(TASK TO CARRY OUT)
The answer required is how many lines of the following entries contain the word "reclining", with no other words.

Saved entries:
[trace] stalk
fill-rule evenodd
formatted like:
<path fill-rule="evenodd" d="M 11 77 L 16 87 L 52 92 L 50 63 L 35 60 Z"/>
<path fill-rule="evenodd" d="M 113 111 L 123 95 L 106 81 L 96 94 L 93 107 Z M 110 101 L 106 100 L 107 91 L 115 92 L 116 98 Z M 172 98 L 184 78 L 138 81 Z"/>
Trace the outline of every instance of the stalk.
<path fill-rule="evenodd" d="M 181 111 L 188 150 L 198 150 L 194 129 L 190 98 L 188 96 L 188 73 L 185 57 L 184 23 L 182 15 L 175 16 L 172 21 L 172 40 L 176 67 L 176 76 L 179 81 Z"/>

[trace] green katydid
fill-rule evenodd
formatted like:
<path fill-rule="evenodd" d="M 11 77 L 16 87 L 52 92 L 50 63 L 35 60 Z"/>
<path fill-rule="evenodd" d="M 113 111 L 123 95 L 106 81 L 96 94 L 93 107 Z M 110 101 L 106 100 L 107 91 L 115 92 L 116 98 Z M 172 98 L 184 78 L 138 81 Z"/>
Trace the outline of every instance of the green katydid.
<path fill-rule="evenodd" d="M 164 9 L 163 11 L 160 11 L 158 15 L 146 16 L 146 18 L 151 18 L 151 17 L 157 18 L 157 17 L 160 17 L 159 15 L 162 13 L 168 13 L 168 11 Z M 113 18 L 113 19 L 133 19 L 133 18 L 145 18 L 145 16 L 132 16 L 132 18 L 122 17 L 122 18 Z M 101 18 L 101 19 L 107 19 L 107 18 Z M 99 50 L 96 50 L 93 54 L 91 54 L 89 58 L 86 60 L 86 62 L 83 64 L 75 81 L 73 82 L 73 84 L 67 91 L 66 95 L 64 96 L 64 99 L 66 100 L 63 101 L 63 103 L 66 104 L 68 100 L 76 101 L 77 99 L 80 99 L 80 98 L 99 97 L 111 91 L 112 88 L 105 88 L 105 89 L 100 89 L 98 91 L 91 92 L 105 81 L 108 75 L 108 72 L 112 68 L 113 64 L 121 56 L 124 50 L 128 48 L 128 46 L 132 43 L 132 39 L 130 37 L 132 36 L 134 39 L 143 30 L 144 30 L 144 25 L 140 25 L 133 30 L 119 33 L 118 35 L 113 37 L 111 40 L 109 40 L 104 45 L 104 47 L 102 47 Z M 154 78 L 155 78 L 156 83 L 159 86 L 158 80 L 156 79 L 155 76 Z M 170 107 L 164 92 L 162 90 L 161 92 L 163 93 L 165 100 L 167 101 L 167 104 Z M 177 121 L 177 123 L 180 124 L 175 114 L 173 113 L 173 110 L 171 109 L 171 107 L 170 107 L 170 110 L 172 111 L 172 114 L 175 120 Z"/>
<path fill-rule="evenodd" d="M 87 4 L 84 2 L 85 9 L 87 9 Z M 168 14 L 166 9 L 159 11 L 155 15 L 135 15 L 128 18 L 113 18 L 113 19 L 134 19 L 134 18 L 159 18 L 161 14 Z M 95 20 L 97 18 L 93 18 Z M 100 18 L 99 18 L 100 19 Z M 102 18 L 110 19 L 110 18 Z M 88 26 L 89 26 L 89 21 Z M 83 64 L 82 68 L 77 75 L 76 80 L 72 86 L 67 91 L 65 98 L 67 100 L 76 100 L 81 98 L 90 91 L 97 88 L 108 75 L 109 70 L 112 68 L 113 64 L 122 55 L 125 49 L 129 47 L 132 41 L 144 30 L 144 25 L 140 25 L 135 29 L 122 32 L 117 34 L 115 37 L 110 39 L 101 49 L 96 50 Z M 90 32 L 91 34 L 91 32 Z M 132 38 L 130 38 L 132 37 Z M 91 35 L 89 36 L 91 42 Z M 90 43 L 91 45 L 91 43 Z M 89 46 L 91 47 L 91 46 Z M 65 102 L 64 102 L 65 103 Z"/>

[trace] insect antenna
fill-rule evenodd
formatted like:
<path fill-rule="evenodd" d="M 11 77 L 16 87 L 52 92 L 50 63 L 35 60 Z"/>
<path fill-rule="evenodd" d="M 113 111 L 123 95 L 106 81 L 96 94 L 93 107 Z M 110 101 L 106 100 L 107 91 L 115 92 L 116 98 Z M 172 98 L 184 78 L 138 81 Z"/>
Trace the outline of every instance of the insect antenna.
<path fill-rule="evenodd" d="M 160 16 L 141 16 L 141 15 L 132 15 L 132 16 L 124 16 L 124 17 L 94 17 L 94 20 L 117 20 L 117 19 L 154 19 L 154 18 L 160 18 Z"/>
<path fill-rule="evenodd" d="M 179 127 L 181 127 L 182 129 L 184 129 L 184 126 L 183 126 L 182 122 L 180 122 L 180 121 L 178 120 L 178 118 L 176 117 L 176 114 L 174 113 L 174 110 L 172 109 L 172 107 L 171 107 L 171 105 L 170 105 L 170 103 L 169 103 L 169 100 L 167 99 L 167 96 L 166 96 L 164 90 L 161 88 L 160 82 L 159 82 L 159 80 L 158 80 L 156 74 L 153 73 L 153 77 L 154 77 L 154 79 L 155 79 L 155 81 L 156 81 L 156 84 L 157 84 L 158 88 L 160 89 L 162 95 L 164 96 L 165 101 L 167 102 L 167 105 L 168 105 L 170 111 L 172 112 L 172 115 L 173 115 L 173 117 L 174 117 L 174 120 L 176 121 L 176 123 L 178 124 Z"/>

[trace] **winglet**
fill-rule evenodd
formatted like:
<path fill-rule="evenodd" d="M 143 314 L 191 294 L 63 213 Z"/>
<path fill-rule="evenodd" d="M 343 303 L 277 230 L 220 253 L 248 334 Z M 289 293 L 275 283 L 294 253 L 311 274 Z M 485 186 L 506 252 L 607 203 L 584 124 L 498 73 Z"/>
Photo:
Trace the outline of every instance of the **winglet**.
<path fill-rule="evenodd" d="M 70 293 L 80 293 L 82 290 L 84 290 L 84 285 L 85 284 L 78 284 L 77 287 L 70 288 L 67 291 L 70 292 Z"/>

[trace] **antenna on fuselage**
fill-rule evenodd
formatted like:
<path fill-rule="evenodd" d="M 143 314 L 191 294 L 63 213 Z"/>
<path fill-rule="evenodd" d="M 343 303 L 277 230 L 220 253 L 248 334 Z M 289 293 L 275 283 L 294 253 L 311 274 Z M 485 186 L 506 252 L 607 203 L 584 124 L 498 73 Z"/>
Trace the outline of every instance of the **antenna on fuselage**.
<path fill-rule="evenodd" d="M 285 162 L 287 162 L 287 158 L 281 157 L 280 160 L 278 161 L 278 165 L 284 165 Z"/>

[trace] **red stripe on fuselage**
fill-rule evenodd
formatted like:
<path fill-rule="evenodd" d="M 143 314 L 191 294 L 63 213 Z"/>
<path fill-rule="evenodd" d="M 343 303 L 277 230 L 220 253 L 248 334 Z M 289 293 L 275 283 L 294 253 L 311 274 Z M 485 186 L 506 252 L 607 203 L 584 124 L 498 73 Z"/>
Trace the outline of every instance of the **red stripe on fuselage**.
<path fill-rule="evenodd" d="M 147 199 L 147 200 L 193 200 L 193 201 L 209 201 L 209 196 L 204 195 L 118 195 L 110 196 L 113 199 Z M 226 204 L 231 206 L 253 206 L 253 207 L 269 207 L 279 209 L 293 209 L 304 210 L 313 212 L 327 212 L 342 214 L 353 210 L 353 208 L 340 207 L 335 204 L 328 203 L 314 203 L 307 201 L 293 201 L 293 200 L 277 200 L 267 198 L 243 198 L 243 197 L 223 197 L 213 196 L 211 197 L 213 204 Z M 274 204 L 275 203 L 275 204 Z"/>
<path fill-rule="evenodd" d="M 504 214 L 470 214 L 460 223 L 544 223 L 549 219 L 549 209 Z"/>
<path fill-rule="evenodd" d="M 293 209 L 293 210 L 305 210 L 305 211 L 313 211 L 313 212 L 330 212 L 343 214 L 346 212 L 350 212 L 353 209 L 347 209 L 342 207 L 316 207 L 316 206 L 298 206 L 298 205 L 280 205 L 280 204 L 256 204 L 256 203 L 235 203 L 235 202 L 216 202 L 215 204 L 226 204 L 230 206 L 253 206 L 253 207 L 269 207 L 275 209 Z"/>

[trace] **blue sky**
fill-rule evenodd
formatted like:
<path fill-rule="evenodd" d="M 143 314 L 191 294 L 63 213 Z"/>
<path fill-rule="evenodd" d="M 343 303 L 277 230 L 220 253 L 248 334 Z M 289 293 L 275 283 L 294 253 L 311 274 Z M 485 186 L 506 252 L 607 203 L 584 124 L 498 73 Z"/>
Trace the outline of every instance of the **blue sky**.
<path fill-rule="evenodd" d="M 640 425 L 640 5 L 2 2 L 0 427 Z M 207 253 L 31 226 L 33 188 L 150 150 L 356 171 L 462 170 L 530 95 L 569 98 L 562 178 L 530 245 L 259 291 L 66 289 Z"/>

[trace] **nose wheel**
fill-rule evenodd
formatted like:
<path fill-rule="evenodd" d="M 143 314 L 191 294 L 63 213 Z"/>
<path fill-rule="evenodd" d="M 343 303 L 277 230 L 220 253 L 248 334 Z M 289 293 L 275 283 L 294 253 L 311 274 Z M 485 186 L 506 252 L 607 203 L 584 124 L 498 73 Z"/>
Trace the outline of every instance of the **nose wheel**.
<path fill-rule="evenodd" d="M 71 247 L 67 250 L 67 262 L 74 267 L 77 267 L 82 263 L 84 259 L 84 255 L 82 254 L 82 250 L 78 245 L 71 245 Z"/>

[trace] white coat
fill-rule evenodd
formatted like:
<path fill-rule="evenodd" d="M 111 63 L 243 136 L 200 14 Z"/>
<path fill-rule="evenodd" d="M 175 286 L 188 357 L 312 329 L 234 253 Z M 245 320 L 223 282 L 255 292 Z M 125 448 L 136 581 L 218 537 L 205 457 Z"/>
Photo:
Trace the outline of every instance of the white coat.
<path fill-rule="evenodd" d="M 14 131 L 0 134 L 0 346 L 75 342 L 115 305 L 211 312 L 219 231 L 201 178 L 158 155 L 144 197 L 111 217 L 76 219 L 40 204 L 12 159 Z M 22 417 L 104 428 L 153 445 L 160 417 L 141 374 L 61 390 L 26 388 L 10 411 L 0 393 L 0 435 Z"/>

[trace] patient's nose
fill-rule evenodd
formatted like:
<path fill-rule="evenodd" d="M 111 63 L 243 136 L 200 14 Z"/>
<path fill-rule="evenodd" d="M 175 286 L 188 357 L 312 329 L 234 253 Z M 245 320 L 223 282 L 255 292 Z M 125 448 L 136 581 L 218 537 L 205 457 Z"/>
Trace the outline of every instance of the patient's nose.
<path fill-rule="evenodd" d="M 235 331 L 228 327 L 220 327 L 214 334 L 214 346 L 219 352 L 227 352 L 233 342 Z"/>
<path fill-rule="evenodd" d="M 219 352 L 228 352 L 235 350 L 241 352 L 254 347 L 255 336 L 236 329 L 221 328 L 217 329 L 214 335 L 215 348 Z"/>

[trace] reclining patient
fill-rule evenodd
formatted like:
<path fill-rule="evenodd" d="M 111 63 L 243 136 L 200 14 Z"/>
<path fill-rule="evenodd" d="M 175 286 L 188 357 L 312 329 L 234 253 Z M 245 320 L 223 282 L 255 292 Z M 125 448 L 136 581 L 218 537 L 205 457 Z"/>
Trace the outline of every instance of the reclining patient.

(EXPECTED OUTPUT)
2